start Source passage

You should never try to restrict the framerate, but instead make all animation framerate-independent. And well, there's a ton of material on that just here on gamedev.net.
It's very simple really; Just see how much time each frame takes to calculate and render, and scale the animations according to that value.
I'd agree strongly with Tok-Junior. You should be using time based movement and animation, not capping the game to run at no more than X fps. People wouldn't touch you game for that very reason. Most people want to see the 260fps counter, even if anything over their refresh rate makes no difference.

And I would NEVER sleep/stop the system. Chances are you're letting the game give time to the system to poll for events anyway. A better alternative to sleeping would to just skip the frame drawing and updating of objects, and basically let the computer run dead, meaningless loops, until the proper frame time has elapsed. Then at least you could continue to let the system poll for events, etc.
"Creativity requires you to murder your children." - Chris Crawford
Quote:Original post by tok_junior
leiavoias way is completely flawed, and should never be used.
You should never try to restrict the framerate, but instead make all animation framerate-independent. And well, there's a ton of material on that just here on gamedev.net.
It's very simple really; Just see how much time each frame takes to calculate and render, and scale the animations according to that value.

Quote:Original post by catch
You should be using time based movement and animation, not capping the game to run at no more than X fps.


Now for the basic concept, i agree with you: just let the machine run at whatever pace it wants and keep it time-based to move objects based on time, not FPS. That is how i do it with my own project.

But I think you missed the intention of the OP. He wanted to cap the frame rate. That's one way to do it. I don't believe he was trying to create frame-based movement. Also it should be noted that you can restrict the frame rate to free up the CPU and STILL have frame-independent motion. The two ideas are not mutually exclusive. As DJHoy brought out, sometimes you need to intentionally cap the framerate to fit in other game function such as the AI. But that does not mean that movement needs to be based on a specific FPS.

On another forum though, there is a complaint by a fellow with am open-source game project that the game eats up 100% of his CPU and his cooler can't handle that for extended periods of time (his fault, i know). And i admit that i don't like to see the CPU spike either. The solution was to cap the frame rate and make that rate configurable via a config file somewhere.
Leiavoia, for the record, I wasn't agreeing with tok's critism to you, just agreeing that it would be better to generally use a time based movement procedure, so that faster computers can play the game as well. I should have made that more clear when I said I agreed with him.

Aside from that, it seems in the real world, game developers use both methods; a cap coupled with time based movement. I always have both features in my game projects.

It's always a good idea to manage your movement, animation, etc on timers and interpolation, but at the same time, a frame cap is vital during development (as you pointed out), as is it an excellent feature for clients when the product is released (again, as you pointed out).

No harm, no foul, I hope.
"Creativity requires you to murder your children." - Chris Crawford
Capping framerate makes perfect sense in environments where animations cannot reasonably be "scaled", e.g. because they're all sprite-based. And in anything other than games, hogging the CPU isn't considered good practice, because anything other than a game is likely to get multitasked with some other non-games. So may as well at least learn how to use sleep().

Dead loops are not a particularly good idea. You might consider putting your I/O stuff in a separate thread, so that you can actually pause your own thread when you'd like. Some APIs actually do this already (like J2ME). Of course, you want to simplify the thread communication as much as you can, to avoid bugs.

end Source passage
start Excerpted data

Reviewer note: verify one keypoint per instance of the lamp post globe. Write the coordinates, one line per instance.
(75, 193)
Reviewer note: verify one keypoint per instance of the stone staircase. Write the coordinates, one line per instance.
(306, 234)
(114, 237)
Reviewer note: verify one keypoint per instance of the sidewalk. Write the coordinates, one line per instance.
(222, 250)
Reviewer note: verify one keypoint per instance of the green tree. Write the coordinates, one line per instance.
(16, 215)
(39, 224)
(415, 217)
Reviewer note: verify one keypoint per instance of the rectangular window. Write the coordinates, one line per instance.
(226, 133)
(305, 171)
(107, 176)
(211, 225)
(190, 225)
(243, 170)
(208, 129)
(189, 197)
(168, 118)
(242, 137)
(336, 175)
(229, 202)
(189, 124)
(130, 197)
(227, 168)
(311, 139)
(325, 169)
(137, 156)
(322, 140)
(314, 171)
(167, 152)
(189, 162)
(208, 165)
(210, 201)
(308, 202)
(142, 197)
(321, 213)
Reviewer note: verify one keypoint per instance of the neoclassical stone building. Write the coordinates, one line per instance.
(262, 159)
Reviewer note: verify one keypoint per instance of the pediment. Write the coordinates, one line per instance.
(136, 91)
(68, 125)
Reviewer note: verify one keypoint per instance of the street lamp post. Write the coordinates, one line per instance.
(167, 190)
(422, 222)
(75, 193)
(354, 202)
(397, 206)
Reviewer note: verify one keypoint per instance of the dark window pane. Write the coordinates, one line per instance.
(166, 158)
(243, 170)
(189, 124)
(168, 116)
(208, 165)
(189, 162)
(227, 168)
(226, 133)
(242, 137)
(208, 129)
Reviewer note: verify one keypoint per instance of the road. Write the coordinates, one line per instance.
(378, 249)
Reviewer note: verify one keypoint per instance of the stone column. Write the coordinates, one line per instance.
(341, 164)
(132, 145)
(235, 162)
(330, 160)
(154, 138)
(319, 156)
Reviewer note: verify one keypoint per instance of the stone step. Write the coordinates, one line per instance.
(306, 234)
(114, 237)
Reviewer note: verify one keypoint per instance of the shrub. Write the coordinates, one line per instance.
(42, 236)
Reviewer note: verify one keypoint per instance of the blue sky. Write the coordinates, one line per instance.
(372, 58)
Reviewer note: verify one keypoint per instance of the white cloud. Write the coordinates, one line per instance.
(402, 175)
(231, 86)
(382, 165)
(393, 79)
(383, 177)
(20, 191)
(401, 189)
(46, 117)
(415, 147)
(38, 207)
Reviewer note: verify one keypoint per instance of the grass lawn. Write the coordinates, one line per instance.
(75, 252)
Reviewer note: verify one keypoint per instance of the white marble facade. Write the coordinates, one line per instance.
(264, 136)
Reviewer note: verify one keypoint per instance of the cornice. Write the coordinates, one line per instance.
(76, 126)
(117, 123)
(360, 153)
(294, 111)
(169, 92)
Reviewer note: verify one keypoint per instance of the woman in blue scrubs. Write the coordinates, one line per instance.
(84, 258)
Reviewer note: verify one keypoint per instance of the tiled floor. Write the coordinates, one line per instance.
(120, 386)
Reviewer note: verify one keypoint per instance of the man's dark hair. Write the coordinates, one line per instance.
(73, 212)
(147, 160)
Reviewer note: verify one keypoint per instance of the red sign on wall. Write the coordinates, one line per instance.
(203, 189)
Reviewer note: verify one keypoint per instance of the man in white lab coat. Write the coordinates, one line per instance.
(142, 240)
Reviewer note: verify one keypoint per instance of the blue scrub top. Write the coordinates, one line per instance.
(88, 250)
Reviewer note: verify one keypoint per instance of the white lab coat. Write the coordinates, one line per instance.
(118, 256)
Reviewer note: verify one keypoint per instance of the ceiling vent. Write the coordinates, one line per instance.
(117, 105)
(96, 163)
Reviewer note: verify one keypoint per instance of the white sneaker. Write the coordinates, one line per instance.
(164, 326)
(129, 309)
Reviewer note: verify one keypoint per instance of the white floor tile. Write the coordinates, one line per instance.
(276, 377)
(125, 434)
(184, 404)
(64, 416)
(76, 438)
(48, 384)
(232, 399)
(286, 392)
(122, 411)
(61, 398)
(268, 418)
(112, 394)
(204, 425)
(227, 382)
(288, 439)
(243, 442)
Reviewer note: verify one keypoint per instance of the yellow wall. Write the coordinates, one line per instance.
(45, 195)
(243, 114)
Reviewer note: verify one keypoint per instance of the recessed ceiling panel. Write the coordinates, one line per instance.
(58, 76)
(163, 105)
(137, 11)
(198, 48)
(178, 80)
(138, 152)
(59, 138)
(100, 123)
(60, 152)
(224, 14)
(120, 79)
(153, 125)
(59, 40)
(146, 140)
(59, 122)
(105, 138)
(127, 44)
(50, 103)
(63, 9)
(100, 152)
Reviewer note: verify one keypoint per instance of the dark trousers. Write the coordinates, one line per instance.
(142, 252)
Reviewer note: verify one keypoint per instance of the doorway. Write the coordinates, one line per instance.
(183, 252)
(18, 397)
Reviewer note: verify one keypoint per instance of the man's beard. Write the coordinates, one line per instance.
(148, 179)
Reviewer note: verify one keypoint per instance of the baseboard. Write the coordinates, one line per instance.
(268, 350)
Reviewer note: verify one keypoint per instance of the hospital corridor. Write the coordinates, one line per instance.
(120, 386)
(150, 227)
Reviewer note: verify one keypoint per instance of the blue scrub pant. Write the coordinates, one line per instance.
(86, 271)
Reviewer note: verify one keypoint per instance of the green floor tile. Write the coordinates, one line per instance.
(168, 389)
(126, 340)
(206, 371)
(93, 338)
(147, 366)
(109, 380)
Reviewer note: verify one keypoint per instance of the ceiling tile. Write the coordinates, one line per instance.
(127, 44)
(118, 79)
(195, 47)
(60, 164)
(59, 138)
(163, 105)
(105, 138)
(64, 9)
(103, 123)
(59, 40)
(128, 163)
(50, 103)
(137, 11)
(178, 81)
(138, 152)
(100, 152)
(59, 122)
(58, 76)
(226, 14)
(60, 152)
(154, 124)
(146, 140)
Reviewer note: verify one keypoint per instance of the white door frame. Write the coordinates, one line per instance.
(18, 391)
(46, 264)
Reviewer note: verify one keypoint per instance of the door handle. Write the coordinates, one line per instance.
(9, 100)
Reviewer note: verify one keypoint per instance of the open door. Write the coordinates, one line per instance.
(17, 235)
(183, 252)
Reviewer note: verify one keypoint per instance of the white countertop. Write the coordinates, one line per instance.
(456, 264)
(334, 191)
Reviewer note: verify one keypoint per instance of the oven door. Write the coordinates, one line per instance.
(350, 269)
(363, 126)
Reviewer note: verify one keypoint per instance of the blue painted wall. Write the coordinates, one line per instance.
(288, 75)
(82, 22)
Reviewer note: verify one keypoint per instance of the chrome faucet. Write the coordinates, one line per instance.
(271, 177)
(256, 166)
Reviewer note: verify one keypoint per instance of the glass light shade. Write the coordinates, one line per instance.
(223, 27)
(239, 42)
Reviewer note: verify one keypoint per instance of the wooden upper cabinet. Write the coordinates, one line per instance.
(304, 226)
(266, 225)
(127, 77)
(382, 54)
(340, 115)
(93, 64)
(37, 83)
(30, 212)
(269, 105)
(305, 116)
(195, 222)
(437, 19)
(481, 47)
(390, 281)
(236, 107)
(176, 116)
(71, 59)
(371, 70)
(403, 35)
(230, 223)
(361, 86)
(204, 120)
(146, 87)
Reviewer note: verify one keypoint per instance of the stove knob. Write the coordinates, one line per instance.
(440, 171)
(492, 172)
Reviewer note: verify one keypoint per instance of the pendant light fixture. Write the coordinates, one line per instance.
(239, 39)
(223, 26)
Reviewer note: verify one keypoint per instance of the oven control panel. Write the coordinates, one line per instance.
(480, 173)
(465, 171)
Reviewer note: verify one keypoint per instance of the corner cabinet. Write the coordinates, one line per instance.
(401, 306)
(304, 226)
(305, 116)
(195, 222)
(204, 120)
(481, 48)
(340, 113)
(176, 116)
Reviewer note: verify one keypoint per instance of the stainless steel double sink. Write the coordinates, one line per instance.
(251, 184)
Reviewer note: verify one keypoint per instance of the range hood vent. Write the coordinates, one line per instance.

end Excerpted data

* Directions for this task *
Answer these about the forum thread on capping the framerate:
(a) According to the first post, what should animations be scaled by?
(b) What fix is reported for the open-source game that used 100% of the CPU?
(c) Which API is given as one that already puts I/O in a separate thread?

* Worked answer *
(a) How much time each frame takes to calculate and render.
(b) Capping the frame rate and making that rate configurable through a config file.
(c) J2ME.